- [Task]: Pull each line containing "here" from the data.

------------------------------------

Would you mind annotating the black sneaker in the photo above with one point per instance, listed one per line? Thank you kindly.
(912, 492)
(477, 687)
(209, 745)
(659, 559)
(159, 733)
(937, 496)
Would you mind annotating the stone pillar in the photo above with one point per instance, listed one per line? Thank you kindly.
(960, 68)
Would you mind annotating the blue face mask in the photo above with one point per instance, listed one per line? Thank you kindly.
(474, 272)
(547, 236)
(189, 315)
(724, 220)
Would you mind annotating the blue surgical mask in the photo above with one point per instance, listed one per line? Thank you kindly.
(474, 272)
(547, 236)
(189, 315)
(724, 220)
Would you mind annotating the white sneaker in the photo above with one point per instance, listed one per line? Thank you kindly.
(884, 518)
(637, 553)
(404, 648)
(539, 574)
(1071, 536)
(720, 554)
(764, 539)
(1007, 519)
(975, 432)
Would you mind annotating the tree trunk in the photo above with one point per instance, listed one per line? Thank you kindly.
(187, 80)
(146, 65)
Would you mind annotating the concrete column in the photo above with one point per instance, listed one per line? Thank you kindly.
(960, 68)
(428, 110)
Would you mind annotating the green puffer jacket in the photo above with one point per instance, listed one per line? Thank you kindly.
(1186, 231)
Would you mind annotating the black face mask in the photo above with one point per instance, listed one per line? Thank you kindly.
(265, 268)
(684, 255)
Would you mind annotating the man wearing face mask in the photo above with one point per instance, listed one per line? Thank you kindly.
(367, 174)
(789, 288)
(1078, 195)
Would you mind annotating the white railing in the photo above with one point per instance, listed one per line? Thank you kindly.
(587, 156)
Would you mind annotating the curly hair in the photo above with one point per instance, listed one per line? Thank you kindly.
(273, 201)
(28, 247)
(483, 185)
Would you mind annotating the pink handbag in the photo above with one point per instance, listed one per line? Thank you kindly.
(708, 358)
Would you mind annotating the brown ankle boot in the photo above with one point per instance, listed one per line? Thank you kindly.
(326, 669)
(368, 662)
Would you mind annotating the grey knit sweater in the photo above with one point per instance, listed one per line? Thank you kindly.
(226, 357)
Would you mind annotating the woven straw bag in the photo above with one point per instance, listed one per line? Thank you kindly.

------------------------------------

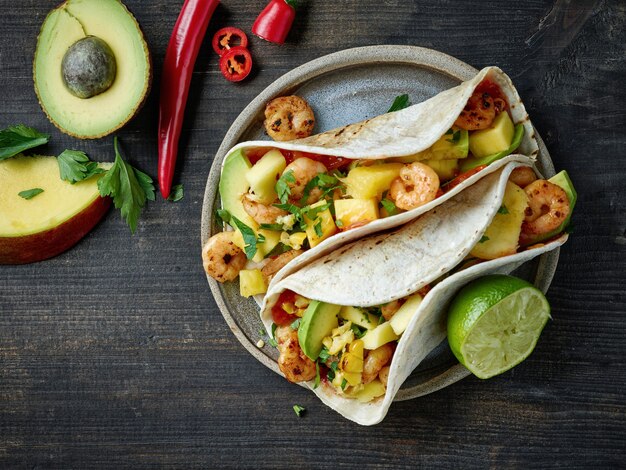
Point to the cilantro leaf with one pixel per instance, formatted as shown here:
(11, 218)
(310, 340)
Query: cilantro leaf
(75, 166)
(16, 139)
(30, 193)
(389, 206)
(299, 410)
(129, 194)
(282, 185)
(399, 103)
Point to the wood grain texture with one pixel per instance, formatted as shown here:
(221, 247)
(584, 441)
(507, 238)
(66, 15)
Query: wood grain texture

------------------------------------

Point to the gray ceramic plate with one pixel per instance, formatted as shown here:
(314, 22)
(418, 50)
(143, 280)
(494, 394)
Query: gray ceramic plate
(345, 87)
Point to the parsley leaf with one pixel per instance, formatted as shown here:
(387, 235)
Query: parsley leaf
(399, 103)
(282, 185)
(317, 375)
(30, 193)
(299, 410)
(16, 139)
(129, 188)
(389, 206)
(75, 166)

------------------------------------

- [Result of the task]:
Point to the cilantro leaf with one pixel per instance, formatted as shown here:
Point to the wood grain texture with one pixel per instance, formatted as shown here:
Point to the gray ceramic plate with one pixel per instance, formatted as shown here:
Point to the parsley leaf with one pixel per instance, formatted as shown here:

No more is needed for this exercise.